[Point localization data]
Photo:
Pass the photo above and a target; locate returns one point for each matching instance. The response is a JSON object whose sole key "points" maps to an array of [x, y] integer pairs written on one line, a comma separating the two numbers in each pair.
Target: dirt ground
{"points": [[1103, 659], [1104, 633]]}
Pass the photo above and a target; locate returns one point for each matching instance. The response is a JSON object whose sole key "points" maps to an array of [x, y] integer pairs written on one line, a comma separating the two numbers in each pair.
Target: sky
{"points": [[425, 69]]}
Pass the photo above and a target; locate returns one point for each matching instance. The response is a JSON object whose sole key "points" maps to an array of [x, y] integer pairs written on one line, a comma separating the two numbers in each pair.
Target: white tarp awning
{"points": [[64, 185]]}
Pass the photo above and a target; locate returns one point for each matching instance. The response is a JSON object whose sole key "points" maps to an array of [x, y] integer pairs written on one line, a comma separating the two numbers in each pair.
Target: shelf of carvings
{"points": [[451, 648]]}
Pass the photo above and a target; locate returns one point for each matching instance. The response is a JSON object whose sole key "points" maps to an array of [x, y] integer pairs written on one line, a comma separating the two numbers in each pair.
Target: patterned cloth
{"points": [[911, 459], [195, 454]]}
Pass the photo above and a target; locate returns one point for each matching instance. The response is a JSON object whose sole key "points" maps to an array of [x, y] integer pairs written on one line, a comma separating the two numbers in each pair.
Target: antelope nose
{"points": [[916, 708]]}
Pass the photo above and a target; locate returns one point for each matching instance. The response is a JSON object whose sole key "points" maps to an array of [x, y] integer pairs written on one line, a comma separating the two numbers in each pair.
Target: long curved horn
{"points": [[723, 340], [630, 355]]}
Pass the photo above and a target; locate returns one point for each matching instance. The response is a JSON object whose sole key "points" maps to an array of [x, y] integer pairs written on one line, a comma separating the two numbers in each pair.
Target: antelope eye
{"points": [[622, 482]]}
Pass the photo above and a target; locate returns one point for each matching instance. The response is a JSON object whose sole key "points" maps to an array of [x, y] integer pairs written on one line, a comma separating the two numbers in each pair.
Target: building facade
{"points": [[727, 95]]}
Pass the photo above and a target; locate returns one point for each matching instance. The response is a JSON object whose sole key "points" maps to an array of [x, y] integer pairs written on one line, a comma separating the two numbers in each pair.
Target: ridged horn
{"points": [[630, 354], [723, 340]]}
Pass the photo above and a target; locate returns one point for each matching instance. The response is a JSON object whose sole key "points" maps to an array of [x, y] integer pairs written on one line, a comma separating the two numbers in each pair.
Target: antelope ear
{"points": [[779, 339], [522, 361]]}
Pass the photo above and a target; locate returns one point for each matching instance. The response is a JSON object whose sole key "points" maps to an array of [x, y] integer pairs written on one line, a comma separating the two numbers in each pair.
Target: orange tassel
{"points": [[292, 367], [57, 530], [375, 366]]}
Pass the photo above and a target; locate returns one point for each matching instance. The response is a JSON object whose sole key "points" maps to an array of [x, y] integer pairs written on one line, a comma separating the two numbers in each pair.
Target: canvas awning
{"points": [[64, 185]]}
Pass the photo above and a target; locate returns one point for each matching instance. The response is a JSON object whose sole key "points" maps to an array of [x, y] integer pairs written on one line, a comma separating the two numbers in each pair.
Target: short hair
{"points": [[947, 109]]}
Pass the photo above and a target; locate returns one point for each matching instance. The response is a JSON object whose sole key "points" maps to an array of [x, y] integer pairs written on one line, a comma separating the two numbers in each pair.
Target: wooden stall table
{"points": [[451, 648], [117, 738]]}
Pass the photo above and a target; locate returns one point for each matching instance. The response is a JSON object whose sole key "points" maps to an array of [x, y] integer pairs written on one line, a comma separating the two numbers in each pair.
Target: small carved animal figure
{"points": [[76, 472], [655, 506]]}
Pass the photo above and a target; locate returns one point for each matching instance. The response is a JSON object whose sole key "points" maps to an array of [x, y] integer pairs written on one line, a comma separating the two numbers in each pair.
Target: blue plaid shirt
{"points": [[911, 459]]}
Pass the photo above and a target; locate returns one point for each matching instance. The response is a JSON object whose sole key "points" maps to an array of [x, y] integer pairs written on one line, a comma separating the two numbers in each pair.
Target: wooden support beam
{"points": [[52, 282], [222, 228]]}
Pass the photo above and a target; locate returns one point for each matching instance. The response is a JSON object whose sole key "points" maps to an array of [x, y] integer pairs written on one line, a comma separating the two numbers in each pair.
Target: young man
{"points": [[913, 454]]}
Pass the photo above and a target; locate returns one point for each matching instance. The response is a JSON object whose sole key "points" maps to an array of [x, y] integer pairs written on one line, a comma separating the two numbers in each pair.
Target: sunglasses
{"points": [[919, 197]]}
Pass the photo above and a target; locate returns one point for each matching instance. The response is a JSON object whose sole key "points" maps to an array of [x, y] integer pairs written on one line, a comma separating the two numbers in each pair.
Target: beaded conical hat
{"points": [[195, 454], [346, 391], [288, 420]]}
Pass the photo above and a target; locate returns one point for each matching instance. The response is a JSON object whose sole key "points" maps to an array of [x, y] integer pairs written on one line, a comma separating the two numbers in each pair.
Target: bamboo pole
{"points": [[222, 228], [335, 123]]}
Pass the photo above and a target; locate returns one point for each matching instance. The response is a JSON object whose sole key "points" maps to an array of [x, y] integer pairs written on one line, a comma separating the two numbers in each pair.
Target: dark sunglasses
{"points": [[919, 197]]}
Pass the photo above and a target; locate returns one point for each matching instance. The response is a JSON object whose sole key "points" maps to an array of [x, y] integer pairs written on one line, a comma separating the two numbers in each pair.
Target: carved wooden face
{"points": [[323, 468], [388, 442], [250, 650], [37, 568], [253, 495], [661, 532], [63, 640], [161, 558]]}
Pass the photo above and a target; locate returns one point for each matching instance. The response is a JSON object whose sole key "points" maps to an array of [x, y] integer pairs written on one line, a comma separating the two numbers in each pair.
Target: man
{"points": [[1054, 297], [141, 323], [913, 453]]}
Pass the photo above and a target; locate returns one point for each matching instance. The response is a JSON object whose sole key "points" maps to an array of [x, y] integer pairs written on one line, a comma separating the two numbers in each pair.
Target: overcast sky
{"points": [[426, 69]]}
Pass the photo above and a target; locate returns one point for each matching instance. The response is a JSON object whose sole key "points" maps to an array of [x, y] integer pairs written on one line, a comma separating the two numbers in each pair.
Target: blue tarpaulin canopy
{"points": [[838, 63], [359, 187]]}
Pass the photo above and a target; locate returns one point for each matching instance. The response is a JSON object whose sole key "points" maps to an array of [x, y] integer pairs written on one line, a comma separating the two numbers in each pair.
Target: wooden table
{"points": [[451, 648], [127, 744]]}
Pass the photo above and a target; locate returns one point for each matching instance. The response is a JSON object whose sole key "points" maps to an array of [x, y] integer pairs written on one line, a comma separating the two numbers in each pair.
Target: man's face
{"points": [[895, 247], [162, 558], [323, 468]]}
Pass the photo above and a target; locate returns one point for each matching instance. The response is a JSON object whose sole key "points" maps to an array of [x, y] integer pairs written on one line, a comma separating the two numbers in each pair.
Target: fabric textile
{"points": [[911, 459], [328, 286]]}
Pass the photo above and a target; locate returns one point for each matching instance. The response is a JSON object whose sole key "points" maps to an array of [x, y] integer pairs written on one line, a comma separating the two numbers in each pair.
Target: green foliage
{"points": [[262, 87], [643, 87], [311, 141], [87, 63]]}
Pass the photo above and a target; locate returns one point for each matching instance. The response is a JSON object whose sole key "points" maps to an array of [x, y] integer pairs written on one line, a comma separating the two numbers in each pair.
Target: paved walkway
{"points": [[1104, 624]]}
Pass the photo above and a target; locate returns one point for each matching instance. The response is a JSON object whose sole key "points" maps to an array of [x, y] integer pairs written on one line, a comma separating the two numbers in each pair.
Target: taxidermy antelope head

[Description of the task] The expected output is the run of lines from the one holding "Target: paved walkway" to the last line of the entries above, each reproduced character for character.

[Result for this exercise]
Target: paved walkway
{"points": [[1104, 624]]}
Pass the photo above and a target; locate returns one point for each matching instance. The response is a JSON object whose sole key "points" maps to an array of [x, y] integer pairs written on one line, a comma separating the two numbers in each pair.
Target: taxidermy antelope head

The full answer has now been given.